(YOUR TASK):
From the entries that follow, reproduce exactly and only the lines from the line with "Target: lamp post" to the line with "Target: statue pedestal", endpoints included.

== SUPPLIED RECORDS ==

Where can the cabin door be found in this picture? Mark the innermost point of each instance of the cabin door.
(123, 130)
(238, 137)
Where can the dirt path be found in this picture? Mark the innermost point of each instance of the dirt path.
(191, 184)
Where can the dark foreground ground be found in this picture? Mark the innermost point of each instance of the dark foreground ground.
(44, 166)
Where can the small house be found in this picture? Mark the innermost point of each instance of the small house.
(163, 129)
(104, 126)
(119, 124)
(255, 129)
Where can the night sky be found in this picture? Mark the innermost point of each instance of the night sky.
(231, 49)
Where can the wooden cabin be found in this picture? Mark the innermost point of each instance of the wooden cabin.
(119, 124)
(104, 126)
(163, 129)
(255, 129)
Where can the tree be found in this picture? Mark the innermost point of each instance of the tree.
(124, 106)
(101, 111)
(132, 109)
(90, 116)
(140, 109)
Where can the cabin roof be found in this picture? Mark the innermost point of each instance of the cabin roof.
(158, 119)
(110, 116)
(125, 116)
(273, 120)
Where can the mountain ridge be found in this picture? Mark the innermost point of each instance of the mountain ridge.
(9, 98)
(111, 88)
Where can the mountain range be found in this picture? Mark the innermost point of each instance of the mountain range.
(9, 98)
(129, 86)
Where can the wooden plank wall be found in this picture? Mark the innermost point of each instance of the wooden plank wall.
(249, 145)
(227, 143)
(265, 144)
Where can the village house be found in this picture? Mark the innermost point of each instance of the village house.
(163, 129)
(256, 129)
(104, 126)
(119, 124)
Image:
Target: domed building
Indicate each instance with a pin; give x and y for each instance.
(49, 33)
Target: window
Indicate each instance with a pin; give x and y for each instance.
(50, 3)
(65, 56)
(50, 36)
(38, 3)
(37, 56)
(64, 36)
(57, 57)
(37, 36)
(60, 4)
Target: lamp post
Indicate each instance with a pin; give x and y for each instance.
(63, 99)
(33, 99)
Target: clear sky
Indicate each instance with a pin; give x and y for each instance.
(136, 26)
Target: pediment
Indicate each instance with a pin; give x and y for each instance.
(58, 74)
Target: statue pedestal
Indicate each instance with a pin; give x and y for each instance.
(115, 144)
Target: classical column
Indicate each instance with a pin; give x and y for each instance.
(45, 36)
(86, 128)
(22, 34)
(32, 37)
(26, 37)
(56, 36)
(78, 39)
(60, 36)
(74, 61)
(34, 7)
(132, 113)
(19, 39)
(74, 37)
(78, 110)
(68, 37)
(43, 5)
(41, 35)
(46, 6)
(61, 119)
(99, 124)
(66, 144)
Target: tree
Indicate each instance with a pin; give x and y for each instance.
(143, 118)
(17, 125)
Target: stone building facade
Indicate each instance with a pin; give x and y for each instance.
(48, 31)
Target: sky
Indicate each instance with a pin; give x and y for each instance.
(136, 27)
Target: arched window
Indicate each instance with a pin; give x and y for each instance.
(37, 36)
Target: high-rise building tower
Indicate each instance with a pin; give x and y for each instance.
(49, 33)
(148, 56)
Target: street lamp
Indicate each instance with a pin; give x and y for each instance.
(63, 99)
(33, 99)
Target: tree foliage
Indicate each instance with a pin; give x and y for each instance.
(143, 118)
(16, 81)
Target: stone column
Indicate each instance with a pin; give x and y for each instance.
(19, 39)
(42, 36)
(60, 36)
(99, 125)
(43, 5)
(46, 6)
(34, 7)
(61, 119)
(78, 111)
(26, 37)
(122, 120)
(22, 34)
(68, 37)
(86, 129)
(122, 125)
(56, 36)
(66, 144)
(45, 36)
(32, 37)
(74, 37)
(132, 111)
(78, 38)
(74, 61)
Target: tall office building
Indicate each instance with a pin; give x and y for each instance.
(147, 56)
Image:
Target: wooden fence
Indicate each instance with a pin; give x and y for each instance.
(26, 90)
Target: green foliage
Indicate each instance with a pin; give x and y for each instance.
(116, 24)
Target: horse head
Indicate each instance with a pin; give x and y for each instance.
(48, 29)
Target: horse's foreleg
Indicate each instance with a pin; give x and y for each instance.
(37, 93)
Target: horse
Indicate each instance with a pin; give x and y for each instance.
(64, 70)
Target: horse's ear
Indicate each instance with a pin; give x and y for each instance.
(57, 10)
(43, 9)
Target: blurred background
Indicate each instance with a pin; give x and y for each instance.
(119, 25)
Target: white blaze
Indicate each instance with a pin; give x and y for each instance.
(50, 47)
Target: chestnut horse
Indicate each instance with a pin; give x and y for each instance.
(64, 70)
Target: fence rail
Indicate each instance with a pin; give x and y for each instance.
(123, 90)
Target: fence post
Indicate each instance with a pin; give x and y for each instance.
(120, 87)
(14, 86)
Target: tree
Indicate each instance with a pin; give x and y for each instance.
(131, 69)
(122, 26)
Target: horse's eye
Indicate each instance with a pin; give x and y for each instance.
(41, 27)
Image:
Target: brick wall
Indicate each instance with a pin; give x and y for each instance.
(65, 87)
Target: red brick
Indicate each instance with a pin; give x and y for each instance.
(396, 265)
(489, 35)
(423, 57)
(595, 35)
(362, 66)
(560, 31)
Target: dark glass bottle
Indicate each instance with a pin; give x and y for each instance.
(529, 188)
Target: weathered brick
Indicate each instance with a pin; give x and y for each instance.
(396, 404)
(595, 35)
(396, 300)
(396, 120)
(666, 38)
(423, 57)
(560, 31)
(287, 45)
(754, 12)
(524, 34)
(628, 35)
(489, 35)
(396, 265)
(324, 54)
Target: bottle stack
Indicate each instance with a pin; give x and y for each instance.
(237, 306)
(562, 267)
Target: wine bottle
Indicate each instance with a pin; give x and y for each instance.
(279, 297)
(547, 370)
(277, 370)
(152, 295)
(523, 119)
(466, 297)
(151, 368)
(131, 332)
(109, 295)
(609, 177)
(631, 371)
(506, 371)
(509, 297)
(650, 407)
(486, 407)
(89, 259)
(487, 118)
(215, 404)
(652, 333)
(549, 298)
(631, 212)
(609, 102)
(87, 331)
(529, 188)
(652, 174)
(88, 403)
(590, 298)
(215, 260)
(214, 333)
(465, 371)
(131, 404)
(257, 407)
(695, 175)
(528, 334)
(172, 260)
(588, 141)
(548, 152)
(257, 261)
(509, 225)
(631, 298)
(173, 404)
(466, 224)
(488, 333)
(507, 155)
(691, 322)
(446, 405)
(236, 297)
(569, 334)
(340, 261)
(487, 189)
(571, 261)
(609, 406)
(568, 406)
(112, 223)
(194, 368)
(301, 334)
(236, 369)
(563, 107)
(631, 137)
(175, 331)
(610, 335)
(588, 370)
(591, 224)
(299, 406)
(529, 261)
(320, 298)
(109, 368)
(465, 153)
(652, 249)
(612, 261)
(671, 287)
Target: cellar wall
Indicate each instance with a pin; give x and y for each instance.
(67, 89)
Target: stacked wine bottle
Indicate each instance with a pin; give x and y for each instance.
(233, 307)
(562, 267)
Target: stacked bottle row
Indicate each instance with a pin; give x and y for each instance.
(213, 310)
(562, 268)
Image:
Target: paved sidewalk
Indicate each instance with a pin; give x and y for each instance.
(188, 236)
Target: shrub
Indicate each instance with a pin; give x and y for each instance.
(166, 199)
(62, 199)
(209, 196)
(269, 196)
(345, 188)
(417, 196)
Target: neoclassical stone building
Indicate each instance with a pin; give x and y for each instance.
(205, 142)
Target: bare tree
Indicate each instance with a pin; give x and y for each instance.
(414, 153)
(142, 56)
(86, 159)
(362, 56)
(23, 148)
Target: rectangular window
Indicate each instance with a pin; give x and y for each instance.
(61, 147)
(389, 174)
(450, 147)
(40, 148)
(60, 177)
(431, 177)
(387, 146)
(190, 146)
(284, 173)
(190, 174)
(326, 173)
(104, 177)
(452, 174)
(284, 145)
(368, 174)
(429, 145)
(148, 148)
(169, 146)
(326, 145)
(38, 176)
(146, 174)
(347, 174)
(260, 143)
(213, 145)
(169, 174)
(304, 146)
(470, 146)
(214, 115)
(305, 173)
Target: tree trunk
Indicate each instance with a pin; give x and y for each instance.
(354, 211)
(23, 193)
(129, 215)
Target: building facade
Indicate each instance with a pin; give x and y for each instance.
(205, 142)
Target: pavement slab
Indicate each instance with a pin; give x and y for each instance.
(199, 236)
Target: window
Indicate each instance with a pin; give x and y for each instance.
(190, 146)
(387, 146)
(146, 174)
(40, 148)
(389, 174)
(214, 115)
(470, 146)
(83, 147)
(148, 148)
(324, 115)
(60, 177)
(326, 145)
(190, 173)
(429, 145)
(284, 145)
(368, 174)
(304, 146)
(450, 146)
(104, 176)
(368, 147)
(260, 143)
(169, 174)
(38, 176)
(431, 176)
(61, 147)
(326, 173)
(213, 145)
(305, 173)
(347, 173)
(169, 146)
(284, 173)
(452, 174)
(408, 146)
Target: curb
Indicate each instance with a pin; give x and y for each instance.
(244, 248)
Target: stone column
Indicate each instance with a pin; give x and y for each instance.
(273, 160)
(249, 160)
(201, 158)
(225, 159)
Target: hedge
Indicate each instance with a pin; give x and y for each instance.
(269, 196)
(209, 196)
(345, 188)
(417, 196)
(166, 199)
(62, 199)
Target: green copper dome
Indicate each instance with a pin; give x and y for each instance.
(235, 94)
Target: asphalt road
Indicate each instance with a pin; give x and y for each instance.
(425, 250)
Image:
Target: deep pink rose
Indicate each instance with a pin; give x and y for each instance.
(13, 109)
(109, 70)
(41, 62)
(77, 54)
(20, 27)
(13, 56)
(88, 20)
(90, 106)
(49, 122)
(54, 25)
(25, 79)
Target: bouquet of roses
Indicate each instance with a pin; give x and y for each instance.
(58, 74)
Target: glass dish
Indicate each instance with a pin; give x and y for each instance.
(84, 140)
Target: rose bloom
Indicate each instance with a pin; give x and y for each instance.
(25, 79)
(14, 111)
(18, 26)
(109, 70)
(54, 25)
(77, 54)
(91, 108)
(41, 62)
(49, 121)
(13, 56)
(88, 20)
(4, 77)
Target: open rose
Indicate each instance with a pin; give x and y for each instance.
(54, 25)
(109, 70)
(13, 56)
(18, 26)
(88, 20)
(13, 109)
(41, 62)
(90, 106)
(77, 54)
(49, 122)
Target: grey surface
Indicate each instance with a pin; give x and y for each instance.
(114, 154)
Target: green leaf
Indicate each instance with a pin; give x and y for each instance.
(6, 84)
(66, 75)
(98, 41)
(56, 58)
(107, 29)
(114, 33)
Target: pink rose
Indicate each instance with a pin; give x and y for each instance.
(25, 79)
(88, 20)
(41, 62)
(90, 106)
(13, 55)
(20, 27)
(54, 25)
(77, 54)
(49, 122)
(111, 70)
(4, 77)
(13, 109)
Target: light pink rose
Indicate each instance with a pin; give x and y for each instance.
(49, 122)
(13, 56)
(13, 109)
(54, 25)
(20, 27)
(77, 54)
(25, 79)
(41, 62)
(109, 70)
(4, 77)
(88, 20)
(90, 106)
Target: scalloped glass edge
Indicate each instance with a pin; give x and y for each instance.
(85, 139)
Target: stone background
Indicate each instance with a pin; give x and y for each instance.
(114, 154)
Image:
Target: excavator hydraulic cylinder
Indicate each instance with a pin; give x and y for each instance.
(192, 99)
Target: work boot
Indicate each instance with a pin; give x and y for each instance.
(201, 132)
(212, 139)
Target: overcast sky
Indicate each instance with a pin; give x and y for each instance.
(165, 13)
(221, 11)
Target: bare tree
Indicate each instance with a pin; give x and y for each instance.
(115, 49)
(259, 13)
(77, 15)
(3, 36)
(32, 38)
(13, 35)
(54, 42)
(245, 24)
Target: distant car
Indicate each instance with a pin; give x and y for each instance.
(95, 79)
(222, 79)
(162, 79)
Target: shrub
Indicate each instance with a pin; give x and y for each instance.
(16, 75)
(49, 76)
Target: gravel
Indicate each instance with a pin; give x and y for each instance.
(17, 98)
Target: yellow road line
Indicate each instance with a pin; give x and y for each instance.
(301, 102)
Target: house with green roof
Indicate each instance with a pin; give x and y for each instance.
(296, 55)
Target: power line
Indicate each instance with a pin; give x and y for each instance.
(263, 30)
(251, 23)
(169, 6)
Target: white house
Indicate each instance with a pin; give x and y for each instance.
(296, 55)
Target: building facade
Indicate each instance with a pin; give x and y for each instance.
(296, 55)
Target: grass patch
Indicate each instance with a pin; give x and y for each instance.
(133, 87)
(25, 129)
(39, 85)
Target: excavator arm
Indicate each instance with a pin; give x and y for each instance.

===

(RESULT OF THE EXERCISE):
Target: lamp post
Indicate each instance with a pin; give x and y for each instance.
(63, 99)
(33, 99)
Target: clear sky
Indicate each instance with a pin; give x and y for each instance.
(136, 26)
Target: pediment
Indicate each instance with a pin; give x and y for each instance.
(58, 74)
Target: statue pedestal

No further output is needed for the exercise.